§ **The input**:
■ ■ ■ ■

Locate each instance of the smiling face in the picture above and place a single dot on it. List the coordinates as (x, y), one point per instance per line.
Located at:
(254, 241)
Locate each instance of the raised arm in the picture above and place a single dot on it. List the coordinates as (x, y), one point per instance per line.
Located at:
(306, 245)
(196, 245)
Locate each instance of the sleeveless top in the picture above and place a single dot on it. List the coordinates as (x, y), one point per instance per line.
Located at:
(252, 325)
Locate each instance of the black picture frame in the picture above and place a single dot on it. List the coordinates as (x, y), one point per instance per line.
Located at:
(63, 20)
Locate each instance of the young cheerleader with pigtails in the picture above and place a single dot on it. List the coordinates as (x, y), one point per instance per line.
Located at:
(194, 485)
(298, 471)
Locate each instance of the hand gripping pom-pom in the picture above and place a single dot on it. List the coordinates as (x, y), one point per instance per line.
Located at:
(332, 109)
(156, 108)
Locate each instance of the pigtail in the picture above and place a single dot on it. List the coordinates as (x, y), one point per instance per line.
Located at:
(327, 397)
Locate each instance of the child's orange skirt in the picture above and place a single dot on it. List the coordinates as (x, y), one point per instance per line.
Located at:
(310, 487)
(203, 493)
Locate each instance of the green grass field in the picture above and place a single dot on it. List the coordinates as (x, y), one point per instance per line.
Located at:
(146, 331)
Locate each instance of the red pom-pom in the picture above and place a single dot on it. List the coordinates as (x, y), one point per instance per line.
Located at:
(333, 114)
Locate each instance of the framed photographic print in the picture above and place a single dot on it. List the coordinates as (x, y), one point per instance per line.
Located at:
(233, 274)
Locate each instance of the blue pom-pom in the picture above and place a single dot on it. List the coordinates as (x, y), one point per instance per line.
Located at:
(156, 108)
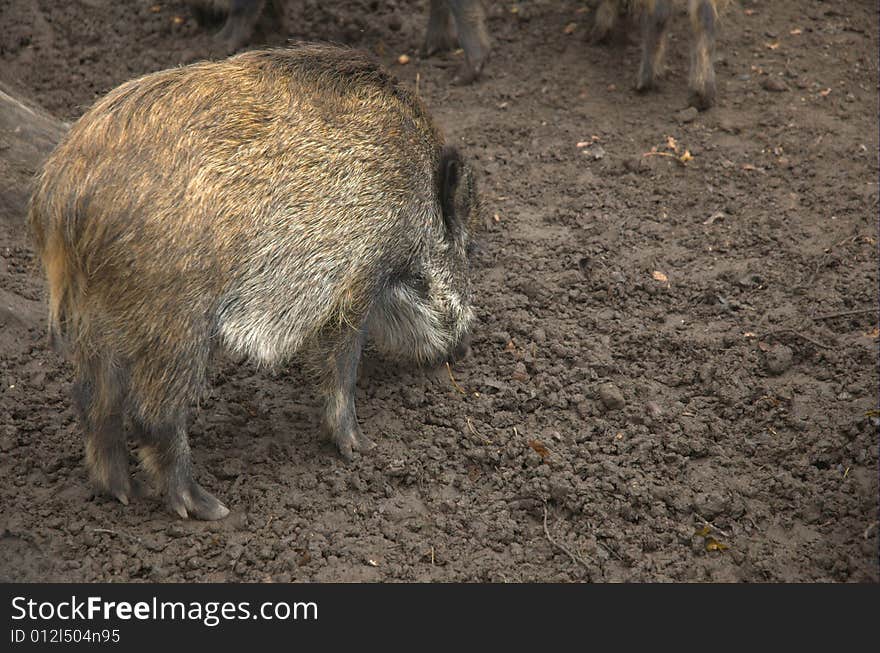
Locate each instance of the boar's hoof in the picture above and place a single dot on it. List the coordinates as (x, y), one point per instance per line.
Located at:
(468, 74)
(191, 500)
(350, 441)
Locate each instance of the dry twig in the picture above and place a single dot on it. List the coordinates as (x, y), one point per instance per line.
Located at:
(574, 557)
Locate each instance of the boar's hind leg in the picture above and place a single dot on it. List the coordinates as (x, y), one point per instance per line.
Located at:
(606, 19)
(440, 35)
(655, 19)
(702, 80)
(165, 454)
(98, 393)
(240, 23)
(470, 21)
(339, 378)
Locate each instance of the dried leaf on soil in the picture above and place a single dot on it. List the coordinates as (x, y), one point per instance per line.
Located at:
(659, 276)
(539, 448)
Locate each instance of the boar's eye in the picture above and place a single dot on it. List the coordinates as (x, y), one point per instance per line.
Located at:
(450, 188)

■ ■ ■ ■

§ **Task**: Print all of the entries word for word. Skip any images they contain.

§ **Solution**:
Locate each instance of the smiling face in the picture above and place a single dot on it. List the coordinates as (x, y), one point per instance per line.
Located at:
(254, 241)
Locate each instance of the raised arm in the picture above and place a single dot on it. List the coordinates as (x, y), one point per instance per line.
Located at:
(306, 245)
(196, 245)
Locate each instance of the sleeveless top in the picture above and place a single dot on it. List the coordinates as (x, y), one point per instance per line.
Located at:
(252, 325)
Locate each instance of the black picture frame in the picture above and place a single dot on it. List the coordinates as (x, y), one point per instance per line.
Located at:
(63, 20)
Locate each instance of the young cheerleader with pigtails in the picture above and place a single dot on it. List the coordinates as (x, y), one point per instance per line.
Located at:
(194, 485)
(298, 471)
Locate each instance of the hand gripping pom-pom in the picture above and place a single dot on it. List the coordinates as (x, y), one point per instance per line.
Located at:
(332, 109)
(156, 108)
Locate each instance of the pigtail in the picture above and place a single dot on it. List the coordinates as (x, y), one point per instance per line.
Located at:
(327, 397)
Locate each instance of the child's orange skirt in the picture above and place a single dot on it. List the coordinates as (x, y), one point per instance per line.
Located at:
(310, 487)
(203, 493)
Locate each instance of the green grass field in the picture above and place a single dot on it. List the coordinates as (x, y), one point per instance per line.
Located at:
(146, 331)
Locate each instance of the red pom-pom in the picture above and place a single dot on it. List the coordinates as (x, y), one point per instance per line.
Located at:
(333, 114)
Locate each instance of the framed photographic print in the picture above and place a single dot on it. List the coordinates as (x, y), one point per instance per line.
Located at:
(233, 274)
Locate each instance of the blue pom-pom in the picture above and place a single dot on it. List the coordinates as (x, y), one point per instance per line.
Located at:
(156, 108)
Locate each instance of the boar's hoof in the picture above and place a single dot on it. List the coordinates as (x, y), one point per instance per line.
Located at:
(468, 74)
(191, 500)
(350, 441)
Locate each instance of the dry twig in the picture above and place a single dot on it. List the coordinates as (x, y), one point per instance per line.
Located at:
(574, 557)
Locate each instance of the boar's hind leg in the picture above and place a single dot on it. List the coordinates as (x, y), one point per instance per line.
Located at:
(606, 19)
(440, 35)
(655, 19)
(702, 80)
(165, 454)
(98, 393)
(240, 23)
(470, 21)
(339, 378)
Locate each instance of the dried leaf on soil in the picture above and place a single dot on it. List the coordinates as (x, y), one point per instance per line.
Located at:
(659, 276)
(539, 448)
Locate each instance of the boar's eye in the picture above and place a single dot on it. List the coordinates as (x, y), one point per instance per line.
Located at:
(450, 188)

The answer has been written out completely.